Copy the data exactly, pictures aside.

Data records:
---*---

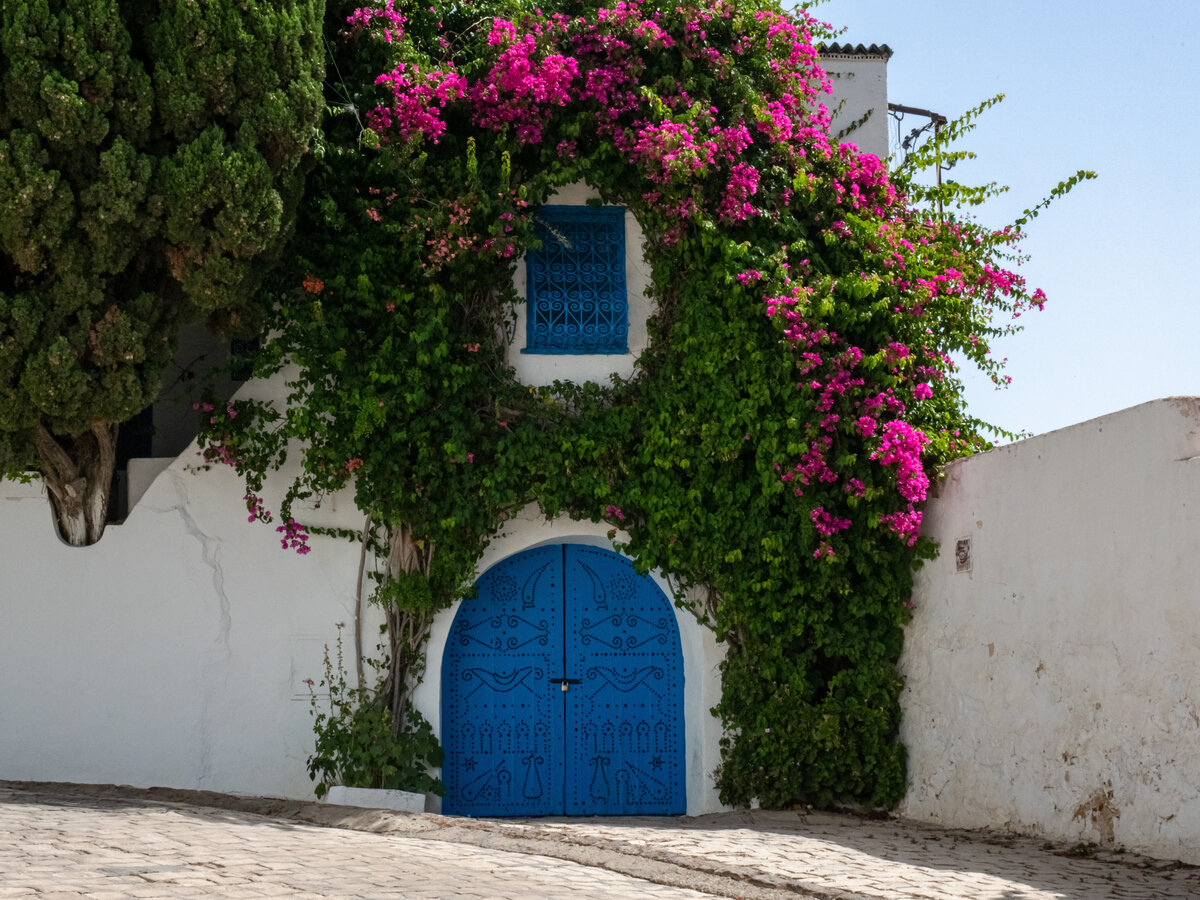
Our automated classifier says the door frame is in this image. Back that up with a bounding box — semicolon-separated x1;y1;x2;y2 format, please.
413;511;726;815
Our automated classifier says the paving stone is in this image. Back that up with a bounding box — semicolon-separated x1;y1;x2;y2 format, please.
0;787;725;899
1;784;1197;899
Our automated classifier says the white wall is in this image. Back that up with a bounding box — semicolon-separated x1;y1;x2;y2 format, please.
821;52;890;160
903;397;1200;864
0;377;366;800
9;375;1199;853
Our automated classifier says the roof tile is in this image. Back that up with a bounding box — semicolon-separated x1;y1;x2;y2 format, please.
817;41;893;59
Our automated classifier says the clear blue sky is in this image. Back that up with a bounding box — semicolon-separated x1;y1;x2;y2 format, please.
819;0;1200;439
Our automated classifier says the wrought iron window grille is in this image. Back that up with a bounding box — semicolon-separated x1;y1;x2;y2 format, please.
524;205;629;355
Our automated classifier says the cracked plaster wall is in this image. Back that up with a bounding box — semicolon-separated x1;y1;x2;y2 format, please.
902;397;1200;865
9;383;1197;849
0;374;366;800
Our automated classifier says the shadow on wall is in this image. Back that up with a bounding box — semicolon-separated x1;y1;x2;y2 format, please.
110;324;252;522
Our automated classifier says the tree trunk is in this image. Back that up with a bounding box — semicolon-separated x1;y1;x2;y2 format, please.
383;524;435;737
34;422;119;547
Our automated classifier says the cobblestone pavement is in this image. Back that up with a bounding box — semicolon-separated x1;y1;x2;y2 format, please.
0;786;721;900
1;783;1197;899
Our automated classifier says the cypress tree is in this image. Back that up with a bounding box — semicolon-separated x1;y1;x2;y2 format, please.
0;0;324;544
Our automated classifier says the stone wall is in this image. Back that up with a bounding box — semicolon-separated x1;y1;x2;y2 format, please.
902;397;1200;864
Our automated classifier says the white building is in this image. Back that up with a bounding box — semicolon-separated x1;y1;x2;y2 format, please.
10;42;1194;864
820;42;892;160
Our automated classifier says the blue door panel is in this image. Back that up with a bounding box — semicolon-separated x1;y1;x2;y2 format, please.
441;545;564;816
564;546;686;815
443;544;685;816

---*---

Written solution:
Our automated classifier says the door frame is in this image. Back that up with a bounding box — semicolon-separated x1;y1;x2;y2 format, please.
413;511;726;815
Our automated classifier says the paving stone is in this image. Back that up with a bounding box — semicolon-separated x1;y1;x2;y2 format, please.
0;787;725;899
1;784;1197;899
Our automated classifier says the white wall is in this image. Back that up with a bounding box — semicolon-separated x1;y1;x2;y2 format, please.
821;52;890;160
903;397;1200;864
0;377;366;800
9;375;1199;853
Our automated classifier says the roof tile is in this image. Back that up with a bounding box — semicolon-separated x1;y1;x2;y2 format, please.
817;41;893;59
Our automated classifier says the clear blue sky is in this image. Back that up with a bounding box — semicolon-separated x1;y1;x2;y2 format, please.
819;0;1200;439
Our automated classifier says the wrought iron window grille is in this image. Back that up with a bounding box — semicolon-separated x1;y1;x2;y2 format, please.
524;205;629;355
Our automated classifier says the cracked plaster wall is in this image. Back that up with a bounding box — semicolon-separated x1;y1;x2;y2 format, please.
902;397;1200;865
9;383;1197;849
0;374;366;800
Our automated classifier says the shadow on wall is in this image. Back that up with a bounding box — semicolon-separated x1;y1;x2;y2 format, please.
110;324;252;522
Our automated classifier says the tree trunk is in this image. Back that up with a bounding box — semicolon-separated x1;y1;x2;y2 format, please.
383;524;435;737
34;422;119;547
Our automated classifier says the cobblestone pavement is in this image. Back that up with a bounding box — semicolon-separated x1;y1;x2;y2 format, please.
0;786;721;900
1;783;1197;899
Our automated classifier says the cypress tree is in this image. Back that up with a bounding box — semicolon-separated x1;y1;x2;y2 format, please.
0;0;324;544
Our automated classifier says the stone wall is in this image. Back that up with a bounding box — semicolon-separated x1;y1;x2;y2 format, please.
902;397;1200;864
Our automated classifier says the white building is in this image. Back that up with a bounding box — semicolon-separated x1;y1;x2;y2 format, please.
10;42;1194;864
820;42;892;160
Our automated classifier says the blue door panel is in this image. Back that up with a bounding box — semicolon-separated x1;y1;x2;y2 format, please.
441;545;564;816
564;546;686;815
443;544;685;816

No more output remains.